_DATASET RECORDS_.
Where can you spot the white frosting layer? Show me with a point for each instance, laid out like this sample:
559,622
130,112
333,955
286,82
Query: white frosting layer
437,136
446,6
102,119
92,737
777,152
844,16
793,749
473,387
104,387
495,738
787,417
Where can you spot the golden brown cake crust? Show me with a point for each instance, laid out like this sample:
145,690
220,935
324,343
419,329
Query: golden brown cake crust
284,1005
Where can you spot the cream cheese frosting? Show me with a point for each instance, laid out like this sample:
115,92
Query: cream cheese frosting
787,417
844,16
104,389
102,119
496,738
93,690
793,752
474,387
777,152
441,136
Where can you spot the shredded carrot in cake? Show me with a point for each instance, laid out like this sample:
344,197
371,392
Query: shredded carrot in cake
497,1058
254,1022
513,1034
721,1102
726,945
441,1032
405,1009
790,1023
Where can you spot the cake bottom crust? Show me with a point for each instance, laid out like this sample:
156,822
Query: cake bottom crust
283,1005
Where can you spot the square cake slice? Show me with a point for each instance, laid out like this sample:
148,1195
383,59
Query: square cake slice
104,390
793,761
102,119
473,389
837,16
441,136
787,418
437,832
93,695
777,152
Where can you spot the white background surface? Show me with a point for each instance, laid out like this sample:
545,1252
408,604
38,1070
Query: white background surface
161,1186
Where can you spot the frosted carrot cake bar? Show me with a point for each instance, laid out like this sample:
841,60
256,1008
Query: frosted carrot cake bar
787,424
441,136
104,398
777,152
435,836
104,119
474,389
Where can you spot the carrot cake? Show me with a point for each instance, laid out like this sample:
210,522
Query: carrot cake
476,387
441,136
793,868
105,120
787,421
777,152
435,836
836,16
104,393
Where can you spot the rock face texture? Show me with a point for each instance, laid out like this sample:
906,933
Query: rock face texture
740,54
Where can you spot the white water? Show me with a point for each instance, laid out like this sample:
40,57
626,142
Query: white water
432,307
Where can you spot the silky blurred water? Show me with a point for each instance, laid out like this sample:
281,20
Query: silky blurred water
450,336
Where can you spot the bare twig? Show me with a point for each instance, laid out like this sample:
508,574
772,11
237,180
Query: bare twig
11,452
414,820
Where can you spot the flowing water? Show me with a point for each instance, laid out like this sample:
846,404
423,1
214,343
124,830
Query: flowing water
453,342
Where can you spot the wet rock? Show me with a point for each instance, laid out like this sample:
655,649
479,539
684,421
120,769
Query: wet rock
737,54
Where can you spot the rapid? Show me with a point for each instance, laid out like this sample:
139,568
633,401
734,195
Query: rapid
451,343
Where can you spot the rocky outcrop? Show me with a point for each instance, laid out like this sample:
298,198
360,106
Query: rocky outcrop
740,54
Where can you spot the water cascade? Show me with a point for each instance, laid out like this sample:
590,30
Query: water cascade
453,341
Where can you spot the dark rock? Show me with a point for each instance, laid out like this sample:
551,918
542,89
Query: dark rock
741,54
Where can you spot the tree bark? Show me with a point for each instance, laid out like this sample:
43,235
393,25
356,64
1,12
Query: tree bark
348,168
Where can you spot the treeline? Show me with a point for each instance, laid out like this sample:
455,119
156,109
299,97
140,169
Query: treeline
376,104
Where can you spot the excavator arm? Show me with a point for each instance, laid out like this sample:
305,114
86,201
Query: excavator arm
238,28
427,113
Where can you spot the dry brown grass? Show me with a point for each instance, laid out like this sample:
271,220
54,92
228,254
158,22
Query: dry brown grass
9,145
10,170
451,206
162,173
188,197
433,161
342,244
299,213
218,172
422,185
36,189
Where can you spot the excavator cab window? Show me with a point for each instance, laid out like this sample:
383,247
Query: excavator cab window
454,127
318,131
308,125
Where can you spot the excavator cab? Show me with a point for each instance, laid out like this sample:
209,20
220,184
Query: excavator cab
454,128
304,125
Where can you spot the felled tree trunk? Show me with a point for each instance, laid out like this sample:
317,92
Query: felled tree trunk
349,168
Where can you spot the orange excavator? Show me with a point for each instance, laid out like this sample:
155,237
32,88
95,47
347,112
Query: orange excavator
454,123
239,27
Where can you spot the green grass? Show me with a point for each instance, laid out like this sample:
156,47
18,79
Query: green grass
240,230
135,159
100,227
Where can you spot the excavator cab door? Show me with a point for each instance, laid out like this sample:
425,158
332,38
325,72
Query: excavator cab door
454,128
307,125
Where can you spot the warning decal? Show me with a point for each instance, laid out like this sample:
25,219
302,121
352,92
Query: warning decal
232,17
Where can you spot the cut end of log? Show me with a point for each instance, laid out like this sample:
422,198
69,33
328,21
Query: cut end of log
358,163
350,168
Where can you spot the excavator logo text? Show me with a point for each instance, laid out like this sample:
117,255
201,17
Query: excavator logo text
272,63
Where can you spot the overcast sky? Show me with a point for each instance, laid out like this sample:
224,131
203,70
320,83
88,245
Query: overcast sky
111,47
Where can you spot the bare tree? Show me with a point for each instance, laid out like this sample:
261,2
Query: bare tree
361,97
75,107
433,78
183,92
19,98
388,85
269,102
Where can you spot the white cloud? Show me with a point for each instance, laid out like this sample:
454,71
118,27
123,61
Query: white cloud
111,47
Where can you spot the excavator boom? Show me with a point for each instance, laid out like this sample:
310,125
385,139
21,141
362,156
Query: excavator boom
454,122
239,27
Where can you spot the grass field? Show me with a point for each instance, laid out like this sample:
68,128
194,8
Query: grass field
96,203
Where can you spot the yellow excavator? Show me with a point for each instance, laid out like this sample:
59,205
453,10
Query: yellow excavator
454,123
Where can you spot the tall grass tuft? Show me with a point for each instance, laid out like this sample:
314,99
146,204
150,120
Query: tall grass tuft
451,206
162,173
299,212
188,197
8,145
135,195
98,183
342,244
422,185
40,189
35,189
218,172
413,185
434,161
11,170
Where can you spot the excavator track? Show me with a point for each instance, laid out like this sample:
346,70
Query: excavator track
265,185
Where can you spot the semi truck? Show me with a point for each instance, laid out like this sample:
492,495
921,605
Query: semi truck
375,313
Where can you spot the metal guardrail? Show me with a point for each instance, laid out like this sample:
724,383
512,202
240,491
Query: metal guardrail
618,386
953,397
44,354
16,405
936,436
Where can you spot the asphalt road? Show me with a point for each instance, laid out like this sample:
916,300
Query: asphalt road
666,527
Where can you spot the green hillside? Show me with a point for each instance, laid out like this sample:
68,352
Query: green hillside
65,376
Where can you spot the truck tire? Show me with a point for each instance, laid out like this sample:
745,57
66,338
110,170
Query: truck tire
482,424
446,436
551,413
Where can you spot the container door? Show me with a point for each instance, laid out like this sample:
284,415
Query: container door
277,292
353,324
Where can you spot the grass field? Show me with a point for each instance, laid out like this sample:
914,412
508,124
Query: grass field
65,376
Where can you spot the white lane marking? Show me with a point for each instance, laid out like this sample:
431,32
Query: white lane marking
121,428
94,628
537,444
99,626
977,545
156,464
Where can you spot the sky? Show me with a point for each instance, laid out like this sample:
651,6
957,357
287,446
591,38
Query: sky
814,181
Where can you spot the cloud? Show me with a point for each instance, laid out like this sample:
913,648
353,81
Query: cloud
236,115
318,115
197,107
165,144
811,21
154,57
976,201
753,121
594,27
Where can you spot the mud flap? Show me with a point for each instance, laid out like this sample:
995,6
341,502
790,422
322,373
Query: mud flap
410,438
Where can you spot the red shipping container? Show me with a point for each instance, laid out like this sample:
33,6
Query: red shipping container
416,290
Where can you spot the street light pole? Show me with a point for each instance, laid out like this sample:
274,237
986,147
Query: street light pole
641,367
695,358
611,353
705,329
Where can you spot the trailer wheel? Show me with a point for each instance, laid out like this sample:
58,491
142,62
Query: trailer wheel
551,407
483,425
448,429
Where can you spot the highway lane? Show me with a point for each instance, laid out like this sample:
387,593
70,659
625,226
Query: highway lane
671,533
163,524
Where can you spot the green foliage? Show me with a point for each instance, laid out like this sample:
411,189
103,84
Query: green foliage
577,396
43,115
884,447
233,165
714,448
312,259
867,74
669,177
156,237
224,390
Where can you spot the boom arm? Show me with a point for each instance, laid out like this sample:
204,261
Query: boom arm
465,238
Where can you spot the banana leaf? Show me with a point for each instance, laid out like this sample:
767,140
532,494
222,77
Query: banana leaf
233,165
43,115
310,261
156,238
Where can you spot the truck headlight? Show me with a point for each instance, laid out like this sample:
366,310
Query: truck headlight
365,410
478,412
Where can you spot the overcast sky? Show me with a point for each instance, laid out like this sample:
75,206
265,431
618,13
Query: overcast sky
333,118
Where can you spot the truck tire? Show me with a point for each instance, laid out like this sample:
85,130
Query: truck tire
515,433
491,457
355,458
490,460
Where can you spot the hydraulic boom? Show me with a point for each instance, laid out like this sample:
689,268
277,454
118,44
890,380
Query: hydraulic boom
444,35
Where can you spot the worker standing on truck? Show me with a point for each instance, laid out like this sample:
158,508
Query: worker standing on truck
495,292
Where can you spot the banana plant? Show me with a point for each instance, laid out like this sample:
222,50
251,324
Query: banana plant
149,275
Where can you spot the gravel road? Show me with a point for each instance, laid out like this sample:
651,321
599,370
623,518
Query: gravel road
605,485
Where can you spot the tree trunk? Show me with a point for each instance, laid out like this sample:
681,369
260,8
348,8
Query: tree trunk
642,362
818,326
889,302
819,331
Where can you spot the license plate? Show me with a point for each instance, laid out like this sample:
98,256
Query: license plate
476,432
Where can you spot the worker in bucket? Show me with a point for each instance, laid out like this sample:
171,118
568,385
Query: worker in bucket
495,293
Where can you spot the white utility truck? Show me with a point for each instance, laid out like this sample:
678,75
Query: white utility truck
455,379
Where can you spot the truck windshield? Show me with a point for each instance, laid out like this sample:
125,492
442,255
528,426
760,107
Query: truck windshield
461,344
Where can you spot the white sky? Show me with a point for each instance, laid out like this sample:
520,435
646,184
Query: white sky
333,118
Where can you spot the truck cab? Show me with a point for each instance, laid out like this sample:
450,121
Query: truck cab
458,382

_DIRECTIVE_.
Everything from the line with "Where can you spot the hydraulic" through the last line of the material above should be echoed exactly, and nothing else.

_COMPLETE ANSWER_.
Where can you spot the hydraulic boom? Show me with a point for each instance, laid out like this sample:
689,268
277,454
118,44
890,380
Query: hydraulic boom
444,35
Where can you spot the worker standing on truck? Show me with a point for each instance, laid out like this sample:
158,508
Query: worker standing on truck
495,292
Where can you spot the banana plant? Show me with a point for each instance, laid out like this sample:
222,50
251,324
Query: banana plant
149,275
Where can you spot the gravel road? Show me with a point for each instance, laid out like this sample:
651,321
599,370
623,518
Query: gravel road
605,485
Where can you spot the tree trunk? Show me with a point for each instance, laid out like this sample:
681,369
260,8
348,8
Query: tree trunk
642,362
818,326
889,302
819,331
Where can you spot the license plate? Show me with a point for each instance, laid out like this sample:
98,256
Query: license plate
476,432
Where can you spot the worker in bucket? Show me with a point for each instance, laid out like this sample:
171,118
568,385
Query: worker in bucket
495,293
Where can you spot the white utility truck? Show me with a point for each instance, laid out like this sample:
678,75
Query: white utility truck
455,379
Where can you spot the truck windshield? Show me with a point for each instance, laid out like this sample:
125,492
442,255
528,426
760,107
Query: truck windshield
461,344
Where can you spot the white sky? Show me with a point for each instance, laid out like this sample:
520,435
646,184
Query: white sky
333,118
Where can you spot the truck cab? Show me with a point for each instance, laid out like this sample:
450,121
Query: truck cab
458,382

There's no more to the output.